(INPUT DATA)
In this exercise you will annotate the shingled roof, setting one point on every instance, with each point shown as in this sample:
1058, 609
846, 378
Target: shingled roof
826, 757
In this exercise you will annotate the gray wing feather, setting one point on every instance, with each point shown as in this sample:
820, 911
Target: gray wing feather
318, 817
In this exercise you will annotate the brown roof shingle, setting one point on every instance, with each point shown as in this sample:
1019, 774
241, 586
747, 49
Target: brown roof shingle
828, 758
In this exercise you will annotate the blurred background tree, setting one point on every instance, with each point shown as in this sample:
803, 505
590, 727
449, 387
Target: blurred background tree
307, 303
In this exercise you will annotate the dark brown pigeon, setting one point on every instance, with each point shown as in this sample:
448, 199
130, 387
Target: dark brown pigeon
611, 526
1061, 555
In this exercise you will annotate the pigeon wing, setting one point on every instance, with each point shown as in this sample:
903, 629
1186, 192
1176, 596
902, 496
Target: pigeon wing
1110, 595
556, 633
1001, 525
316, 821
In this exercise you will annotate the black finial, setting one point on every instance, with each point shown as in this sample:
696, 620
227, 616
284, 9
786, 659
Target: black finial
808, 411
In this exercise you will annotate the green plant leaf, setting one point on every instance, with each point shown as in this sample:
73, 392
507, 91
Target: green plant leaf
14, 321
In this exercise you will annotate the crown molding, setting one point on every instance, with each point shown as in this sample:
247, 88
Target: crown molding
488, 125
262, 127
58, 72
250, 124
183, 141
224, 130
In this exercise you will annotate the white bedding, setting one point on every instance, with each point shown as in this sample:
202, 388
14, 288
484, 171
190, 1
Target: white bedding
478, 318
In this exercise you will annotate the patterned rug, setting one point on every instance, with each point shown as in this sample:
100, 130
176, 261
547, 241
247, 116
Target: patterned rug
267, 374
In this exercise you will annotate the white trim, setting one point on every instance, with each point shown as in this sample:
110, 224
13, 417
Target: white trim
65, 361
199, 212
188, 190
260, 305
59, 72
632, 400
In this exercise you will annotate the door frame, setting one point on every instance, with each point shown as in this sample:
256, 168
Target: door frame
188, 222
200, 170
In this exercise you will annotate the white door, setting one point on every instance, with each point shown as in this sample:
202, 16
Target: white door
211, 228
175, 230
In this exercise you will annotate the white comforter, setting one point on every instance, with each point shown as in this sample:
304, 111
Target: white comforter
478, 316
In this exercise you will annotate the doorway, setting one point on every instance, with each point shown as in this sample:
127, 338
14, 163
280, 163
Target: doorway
(End INPUT DATA)
▶ TASK PROMPT
The only acceptable answer is a number: how many lines in the data above hold the word "doorway".

▶ ANSWER SECTION
2